With various plastic factories, including industrial 3D printing shops, I could get the tanks built that way, or at least the molds for the tanks. The big difference is that I would see about a waterproof access panel so if I needed to clean out the black or grey tank, I can pop the panel and go at it with a mop and wet/dry vac. The FW tank could be easily cleaned/sanitized as well.

For me, the hard part would be figuring out where to put the tanks, generators, appliances, and routing the LP gas, fuel, and electrical pipes/wires. That is why I'd rather buy from an existing company, as I know enough to be dangerous (such as if I did PEX plumbing, I'd be using Uponor PEX-A pipes and expansion fittings because of their vibration resistance, and with wiring, I'd be going 2 gauges larger than normal, and using marine type crimps.) However, I'm neither an electrician nor a plumber, so I'd rather pick what I'd like and pay for it, let someone who actually has a license figure stuff out.

* **Exercise data**
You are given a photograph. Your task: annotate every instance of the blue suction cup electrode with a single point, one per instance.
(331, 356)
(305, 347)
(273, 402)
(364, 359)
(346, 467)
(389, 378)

* **Set exercise A**
In the passage on tanks and plumbing, which PEX pipes and fittings would the writer use, and why?
* **Set exercise B**
Format the rows above as a numbered list, omitting any blank lines.

* **Solution A**
Uponor PEX-A pipes and expansion fittings, because of their vibration resistance.

* **Solution B**
1. You are given a photograph. Your task: annotate every instance of the blue suction cup electrode with a single point, one per instance.
2. (331, 356)
3. (305, 347)
4. (273, 402)
5. (364, 359)
6. (346, 467)
7. (389, 378)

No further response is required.